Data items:

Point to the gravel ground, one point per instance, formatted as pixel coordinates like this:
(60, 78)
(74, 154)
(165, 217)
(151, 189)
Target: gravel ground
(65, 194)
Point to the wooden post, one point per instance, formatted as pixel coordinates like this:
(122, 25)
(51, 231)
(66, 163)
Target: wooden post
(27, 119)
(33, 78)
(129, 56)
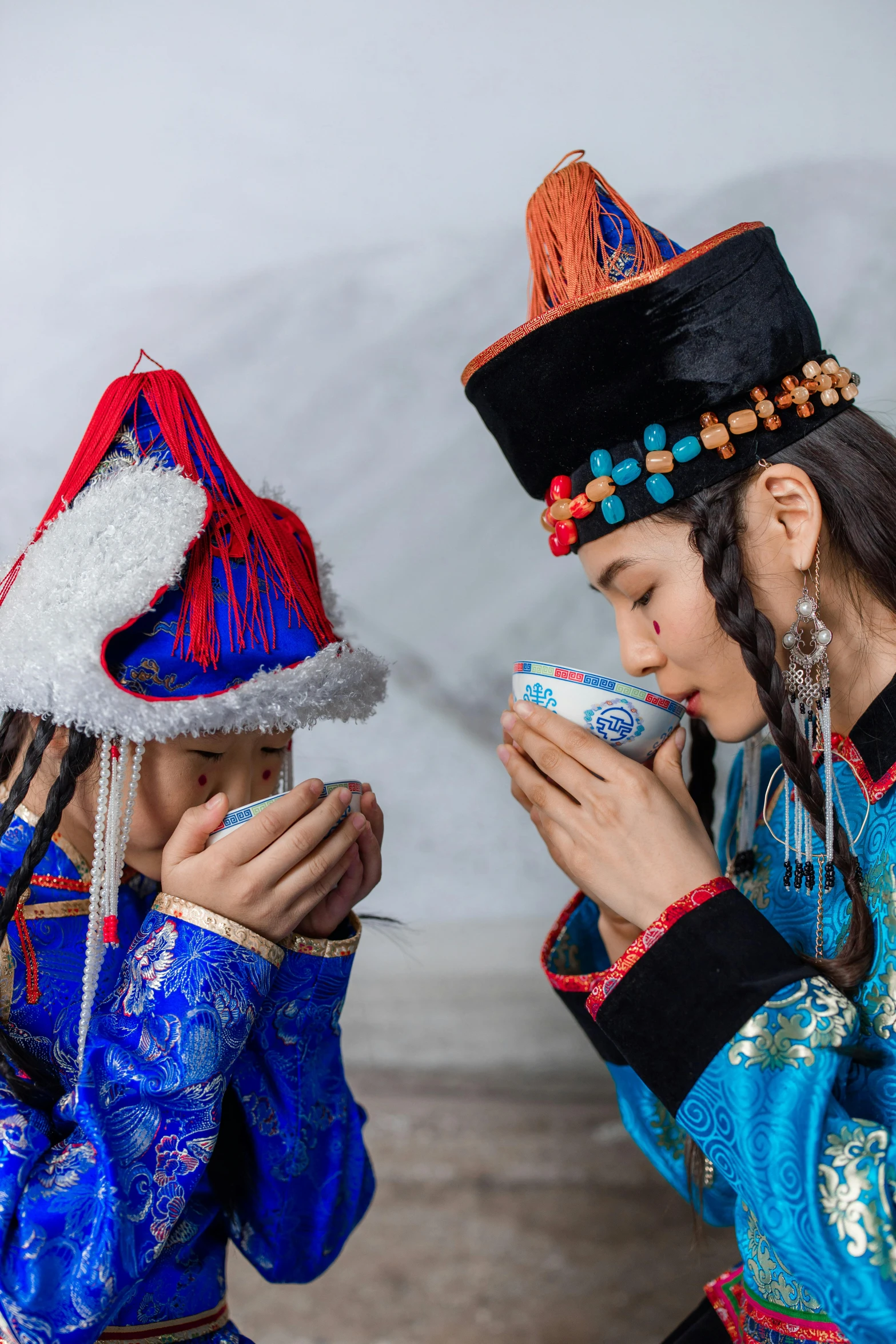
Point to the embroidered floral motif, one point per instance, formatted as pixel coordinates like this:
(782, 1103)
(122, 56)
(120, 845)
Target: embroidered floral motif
(770, 1276)
(775, 1039)
(149, 674)
(853, 1187)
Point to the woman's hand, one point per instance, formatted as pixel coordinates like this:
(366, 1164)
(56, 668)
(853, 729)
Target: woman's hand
(359, 880)
(628, 836)
(272, 871)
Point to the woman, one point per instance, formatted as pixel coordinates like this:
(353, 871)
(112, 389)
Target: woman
(744, 1000)
(170, 1055)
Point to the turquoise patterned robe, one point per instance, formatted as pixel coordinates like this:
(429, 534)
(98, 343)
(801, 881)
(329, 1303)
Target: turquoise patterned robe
(714, 1027)
(108, 1216)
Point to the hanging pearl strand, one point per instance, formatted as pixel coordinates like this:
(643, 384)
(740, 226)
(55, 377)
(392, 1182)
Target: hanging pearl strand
(93, 949)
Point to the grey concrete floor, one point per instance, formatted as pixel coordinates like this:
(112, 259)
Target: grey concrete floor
(511, 1204)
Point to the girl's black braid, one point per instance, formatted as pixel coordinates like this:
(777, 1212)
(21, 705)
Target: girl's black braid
(42, 1088)
(715, 534)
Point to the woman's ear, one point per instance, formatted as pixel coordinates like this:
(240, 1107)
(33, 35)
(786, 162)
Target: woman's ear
(786, 502)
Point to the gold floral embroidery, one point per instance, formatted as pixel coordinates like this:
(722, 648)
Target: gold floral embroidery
(203, 918)
(755, 885)
(775, 1039)
(771, 1277)
(670, 1135)
(858, 1174)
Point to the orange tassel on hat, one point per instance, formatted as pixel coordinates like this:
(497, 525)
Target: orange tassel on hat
(568, 253)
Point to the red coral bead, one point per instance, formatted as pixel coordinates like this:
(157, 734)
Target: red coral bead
(582, 506)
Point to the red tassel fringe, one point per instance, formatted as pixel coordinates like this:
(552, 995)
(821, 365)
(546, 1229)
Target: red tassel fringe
(242, 526)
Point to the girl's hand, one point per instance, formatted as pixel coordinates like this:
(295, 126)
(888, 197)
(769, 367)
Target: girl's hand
(359, 880)
(628, 836)
(273, 871)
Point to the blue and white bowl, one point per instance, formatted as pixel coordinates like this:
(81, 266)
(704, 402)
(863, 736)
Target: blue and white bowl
(633, 721)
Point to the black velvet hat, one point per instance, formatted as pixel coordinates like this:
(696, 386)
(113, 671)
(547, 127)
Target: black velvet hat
(647, 373)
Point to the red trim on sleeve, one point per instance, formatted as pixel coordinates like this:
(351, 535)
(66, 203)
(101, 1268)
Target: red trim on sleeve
(566, 984)
(605, 981)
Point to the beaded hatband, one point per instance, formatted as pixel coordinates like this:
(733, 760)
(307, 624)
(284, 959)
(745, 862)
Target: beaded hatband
(829, 379)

(Short exercise): Render every line of the listing above as a Markdown table with the columns No. and Entry, skipping blank lines. Leave the pictures out.

(Answer to the exercise):
| No. | Entry |
|---|---|
| 1 | Point to the gravel ground, one point per instance, formatted as pixel coordinates like this: |
| 2 | (60, 78) |
| 3 | (74, 154) |
| 4 | (165, 217) |
| 5 | (151, 189) |
| 6 | Target: gravel ground |
| 7 | (65, 194) |
| 8 | Point to the wooden post, one point per instance, formatted as pixel coordinates like this: |
| 9 | (122, 25) |
| 10 | (51, 231) |
| 11 | (66, 163) |
| 12 | Target: wooden post |
| 13 | (27, 119) |
| 14 | (33, 78) |
| 15 | (129, 56) |
| 16 | Point to the embroidered floral motif, one point per instance, formatted as pixel coordinates like this: |
| 17 | (782, 1103) |
| 18 | (122, 56) |
| 19 | (120, 845) |
| 20 | Target: embroidered floral motif |
| 21 | (770, 1276) |
| 22 | (775, 1039) |
| 23 | (149, 674) |
| 24 | (853, 1187) |
| 25 | Point to the woman's hand, one point per instance, formatted as pixel coordinates like this: |
| 26 | (366, 1164) |
| 27 | (56, 668) |
| 28 | (853, 729) |
| 29 | Target: woman's hand |
| 30 | (359, 880) |
| 31 | (628, 836) |
| 32 | (272, 871) |
| 33 | Point to the woman, one point per instance, formatted as pixel coordinates like this: |
| 34 | (353, 871) |
| 35 | (112, 389) |
| 36 | Target: woman |
| 37 | (744, 1000) |
| 38 | (170, 1055) |
| 39 | Point to the turquoise patterned robe, one point per instance, formatted as pixel coordinates like this: |
| 40 | (429, 534) |
| 41 | (98, 343) |
| 42 | (801, 881) |
| 43 | (329, 1303) |
| 44 | Target: turquoise patterned robe |
| 45 | (714, 1027) |
| 46 | (108, 1216) |
| 47 | Point to the hanging pearl strand, one point per instance, formatted as pixel coordinates like this: |
| 48 | (643, 384) |
| 49 | (740, 226) |
| 50 | (55, 377) |
| 51 | (392, 1182) |
| 52 | Target: hanging pearl strand |
| 53 | (93, 949) |
| 54 | Point to the grey concrete floor, one point per instance, formatted as pixel coordinates like this: |
| 55 | (112, 259) |
| 56 | Target: grey concrete floor |
| 57 | (511, 1204) |
| 58 | Point to the girl's black braid, one point per instance, formatted as pixel coordinates like this: |
| 59 | (777, 1212) |
| 60 | (21, 705) |
| 61 | Target: girl's black braid |
| 62 | (42, 1088) |
| 63 | (715, 534) |
| 64 | Point to the woman's ear, one point per instance, formatted as pixel coordinates like this: |
| 65 | (240, 1107) |
| 66 | (33, 35) |
| 67 | (786, 162) |
| 68 | Target: woman's ear |
| 69 | (786, 502) |
| 70 | Point to the gold floral embroidery, one point per instance, formatted as pixel coordinates like this: |
| 71 | (722, 648) |
| 72 | Target: gold floral embroidery |
| 73 | (203, 918) |
| 74 | (755, 885) |
| 75 | (775, 1039) |
| 76 | (771, 1277) |
| 77 | (670, 1135) |
| 78 | (858, 1174) |
| 79 | Point to the orange tassel on hat, one point per instance, formatted as pixel coordinates like this: |
| 80 | (497, 525) |
| 81 | Target: orange tassel on hat |
| 82 | (568, 253) |
| 83 | Point to the red coral bead, one point per instance, formatted as pixel coordinates like this: |
| 84 | (157, 734) |
| 85 | Target: red coral bead |
| 86 | (582, 506) |
| 87 | Point to the red tassel fringe, one point per instance, formatted as pixel coordinates like this: |
| 88 | (552, 995) |
| 89 | (821, 365) |
| 90 | (546, 1229) |
| 91 | Target: red tassel fringe |
| 92 | (242, 526) |
| 93 | Point to the girl's hand, one point per instance, formatted as pixel coordinates like this: |
| 94 | (295, 126) |
| 95 | (888, 197) |
| 96 | (769, 367) |
| 97 | Target: girl's hand |
| 98 | (359, 880) |
| 99 | (628, 836) |
| 100 | (273, 871) |
| 101 | Point to the blue and white bowl, one point per instance, formatted as pixel coordinates like this: |
| 102 | (81, 266) |
| 103 | (704, 402) |
| 104 | (863, 736) |
| 105 | Target: blue and white bowl |
| 106 | (633, 721) |
| 107 | Point to the black velvet hat, one point per instance, formatted as pixel coordinates like this: |
| 108 | (696, 386) |
| 109 | (113, 671) |
| 110 | (547, 127) |
| 111 | Target: black velvet hat |
| 112 | (647, 373) |
| 113 | Point to the red trim on sleeve, one point per instance, formatted as pixel coordinates like this: |
| 114 | (351, 535) |
| 115 | (66, 203) |
| 116 | (101, 1268) |
| 117 | Target: red trim on sleeve |
| 118 | (566, 984) |
| 119 | (605, 981) |
| 120 | Point to the beaded hatband, one point per instance, formatted as pixel coordinates like this: |
| 121 | (733, 760) |
| 122 | (307, 624) |
| 123 | (284, 959) |
| 124 | (745, 862) |
| 125 | Target: beaded hatband |
| 126 | (829, 379) |